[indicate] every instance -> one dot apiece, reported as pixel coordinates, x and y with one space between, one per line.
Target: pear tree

...

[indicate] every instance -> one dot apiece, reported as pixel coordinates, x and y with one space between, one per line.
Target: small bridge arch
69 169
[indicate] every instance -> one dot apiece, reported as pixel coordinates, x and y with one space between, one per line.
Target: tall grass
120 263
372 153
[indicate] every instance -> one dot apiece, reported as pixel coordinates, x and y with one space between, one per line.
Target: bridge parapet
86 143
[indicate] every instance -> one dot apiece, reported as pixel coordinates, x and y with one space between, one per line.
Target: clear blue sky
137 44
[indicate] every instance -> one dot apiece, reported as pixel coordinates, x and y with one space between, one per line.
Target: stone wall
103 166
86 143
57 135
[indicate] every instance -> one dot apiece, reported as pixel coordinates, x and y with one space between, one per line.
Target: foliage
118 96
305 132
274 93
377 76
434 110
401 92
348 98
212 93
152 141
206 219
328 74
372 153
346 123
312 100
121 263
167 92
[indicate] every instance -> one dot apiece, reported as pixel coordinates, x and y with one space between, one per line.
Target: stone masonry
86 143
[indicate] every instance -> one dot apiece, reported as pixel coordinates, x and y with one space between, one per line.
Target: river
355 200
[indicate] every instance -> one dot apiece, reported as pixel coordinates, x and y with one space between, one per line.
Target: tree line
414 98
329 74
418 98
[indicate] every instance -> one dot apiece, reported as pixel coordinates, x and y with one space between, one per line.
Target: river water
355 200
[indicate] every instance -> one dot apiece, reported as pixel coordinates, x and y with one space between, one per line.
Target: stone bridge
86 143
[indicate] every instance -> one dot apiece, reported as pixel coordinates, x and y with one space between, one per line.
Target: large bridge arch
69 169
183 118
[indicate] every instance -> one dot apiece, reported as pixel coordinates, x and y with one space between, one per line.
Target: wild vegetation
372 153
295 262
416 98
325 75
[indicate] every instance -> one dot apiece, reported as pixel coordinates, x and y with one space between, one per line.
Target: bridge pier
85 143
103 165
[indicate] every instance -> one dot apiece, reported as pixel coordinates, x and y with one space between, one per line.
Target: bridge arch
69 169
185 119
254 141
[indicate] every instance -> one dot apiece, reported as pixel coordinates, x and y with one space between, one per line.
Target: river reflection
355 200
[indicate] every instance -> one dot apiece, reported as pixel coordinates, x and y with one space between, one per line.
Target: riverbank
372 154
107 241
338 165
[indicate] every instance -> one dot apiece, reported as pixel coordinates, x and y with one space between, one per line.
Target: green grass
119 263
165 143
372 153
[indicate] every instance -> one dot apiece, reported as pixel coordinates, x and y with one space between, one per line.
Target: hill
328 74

## Exercise aim
How many lines in the records above contain the string "stone"? Give only the number.

## Task solution
3